Entries supplied:
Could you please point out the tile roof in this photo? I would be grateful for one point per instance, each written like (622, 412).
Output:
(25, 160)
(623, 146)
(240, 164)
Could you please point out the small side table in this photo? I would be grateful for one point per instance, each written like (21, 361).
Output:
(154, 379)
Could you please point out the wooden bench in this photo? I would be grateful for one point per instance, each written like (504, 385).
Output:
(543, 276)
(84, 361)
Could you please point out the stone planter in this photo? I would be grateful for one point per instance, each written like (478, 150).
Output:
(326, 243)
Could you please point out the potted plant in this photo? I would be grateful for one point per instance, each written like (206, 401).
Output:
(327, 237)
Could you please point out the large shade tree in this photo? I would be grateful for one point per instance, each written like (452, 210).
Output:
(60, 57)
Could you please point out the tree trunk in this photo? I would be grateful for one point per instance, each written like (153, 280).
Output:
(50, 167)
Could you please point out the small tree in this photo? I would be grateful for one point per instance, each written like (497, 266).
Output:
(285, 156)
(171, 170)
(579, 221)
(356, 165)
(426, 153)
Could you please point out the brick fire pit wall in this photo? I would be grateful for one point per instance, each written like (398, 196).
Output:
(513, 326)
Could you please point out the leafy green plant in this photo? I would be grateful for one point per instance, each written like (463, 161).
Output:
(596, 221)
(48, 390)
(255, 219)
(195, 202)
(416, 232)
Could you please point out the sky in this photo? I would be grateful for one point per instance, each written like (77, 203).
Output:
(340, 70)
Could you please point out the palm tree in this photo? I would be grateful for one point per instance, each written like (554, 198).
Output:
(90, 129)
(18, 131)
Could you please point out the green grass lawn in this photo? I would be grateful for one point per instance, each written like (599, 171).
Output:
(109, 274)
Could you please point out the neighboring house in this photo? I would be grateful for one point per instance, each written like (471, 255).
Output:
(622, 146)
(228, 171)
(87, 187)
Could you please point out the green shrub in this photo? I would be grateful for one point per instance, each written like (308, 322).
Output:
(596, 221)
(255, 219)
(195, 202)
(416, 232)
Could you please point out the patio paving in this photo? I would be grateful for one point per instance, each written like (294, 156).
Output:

Goal:
Put the lines above into a Markdown table with two columns, Row for a running number and Text for the line itself. Leave out any blank lines.

Written answer:
| Row | Text |
|---|---|
| 1 | Could you please point out the tile roof in this photo? I would be grateful for one point per instance, each written like (622, 412). |
| 2 | Output: |
| 3 | (25, 160) |
| 4 | (623, 146) |
| 5 | (240, 164) |
| 6 | Could you please point out the small side table in this photo? I would be grateful for one point per instance, each written like (21, 361). |
| 7 | Output: |
| 8 | (154, 379) |
| 9 | Could you please point out the wooden bench in this photo? I would be grateful for one point per instance, each written like (504, 385). |
| 10 | Output: |
| 11 | (543, 276) |
| 12 | (84, 361) |
| 13 | Could you please point out the stone planter in this photo? I would be grateful for one point per instance, each written like (478, 150). |
| 14 | Output: |
| 15 | (326, 243) |
| 16 | Could you please point out the potted plant in this photo? I would be grateful for one point per instance, each written like (206, 401). |
| 17 | Output: |
| 18 | (327, 237) |
| 19 | Could you please point out the large shade tree in this photo? I would be grateful for one point per instance, each written like (452, 210). |
| 20 | Output: |
| 21 | (60, 57) |
| 22 | Could you please point out the tree trunk in this photo? I would be grateful for one point per instance, each written like (153, 280). |
| 23 | Output: |
| 24 | (50, 167) |
| 25 | Could you please point out the small tree in this photo? I would be grateful for one point per instance, each written like (497, 266). |
| 26 | Output: |
| 27 | (285, 156) |
| 28 | (171, 170) |
| 29 | (579, 221) |
| 30 | (356, 165) |
| 31 | (426, 153) |
| 32 | Could you please point out the brick fire pit wall in this photo? I would be grateful for one point per instance, each written like (398, 196). |
| 33 | Output: |
| 34 | (513, 326) |
| 35 | Could you please point out the leafy green plant in this photo? I would be grateful for one point per instance, each written like (463, 161). |
| 36 | Output: |
| 37 | (596, 221) |
| 38 | (48, 390) |
| 39 | (255, 219) |
| 40 | (195, 202) |
| 41 | (416, 232) |
| 42 | Could you please point out the sky in this photo? I would be grateful for one point per instance, each written like (77, 203). |
| 43 | Output: |
| 44 | (340, 70) |
| 45 | Could you please point out the palm tree in this photo? I would be grateful for one point per instance, each written like (554, 198). |
| 46 | Output: |
| 47 | (90, 129) |
| 48 | (18, 131) |
| 49 | Could you please point out the green grass lawn in this photo? I would be grateful for one point per instance, each written like (599, 171). |
| 50 | Output: |
| 51 | (109, 274) |
| 52 | Could you please point out the neighboring house in this photo? I would be grateful for one point per instance, each written like (471, 255). |
| 53 | Output: |
| 54 | (622, 146) |
| 55 | (228, 171) |
| 56 | (87, 187) |
| 57 | Could you please point out the green shrub in this photo? I would be grateful for one point per instance, each written like (308, 322). |
| 58 | Output: |
| 59 | (596, 221) |
| 60 | (255, 219) |
| 61 | (195, 202) |
| 62 | (416, 232) |
| 63 | Could you please point out the patio paving in this photo? I would be grateful for one point per instance, each written like (294, 156). |
| 64 | Output: |